**Directions**: Transcribe the passage of the forum thread below between "Do keep in mind" and "with new hosting!", inclusive.

Do keep in mind that that's my decompiler, and has very little to do with the project this thread's about. Wouldn't hurt to discuss things on-topic, but then again, this IS the inter-web. :)
Speaking of which, I currently emulate 40 opcodes. Most of the non-implemented ones are simple addressing variations on the currently emulated ones, however, and it's just a matter of coding them in (for instance, LDA $1200, LDA $1200,Y, LDA $1200,X, LDA $45 etc..) At this rate, I'll have to start considering implementing hardware addresses soon enough. _________________ Endless Saga
An OpenGL RPG in the making. Now with new hosting!
|
|
Back to top |
|
|
tcaudilllg Dragonmaster
Joined: 20 Jun 2002 Posts: 1731 Location: Cedar Bluff, VA
|
Posted: Sun Aug 28, 2005 8:38 pm Post subject: |
[quote] |
|
I began a CPU core for the NES some years ago, and got pretty far on it... but I did it in QBasic. Once I realized its performance issues were insurmountable, I stopped work on it.

**Provided material**:
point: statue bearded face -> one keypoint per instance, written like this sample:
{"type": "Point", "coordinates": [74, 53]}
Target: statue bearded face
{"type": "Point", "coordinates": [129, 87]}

**Complete output**:
Do keep in mind that that's my decompiler, and has very little to do with the project this thread's about. Wouldn't hurt to discuss things on-topic, but then again, this IS the inter-web. :)
Speaking of which, I currently emulate 40 opcodes. Most of the non-implemented ones are simple addressing variations on the currently emulated ones, however, and it's just a matter of coding them in (for instance, LDA $1200, LDA $1200,Y, LDA $1200,X, LDA $45 etc..) At this rate, I'll have to start considering implementing hardware addresses soon enough. _________________ Endless Saga
An OpenGL RPG in the making. Now with new hosting!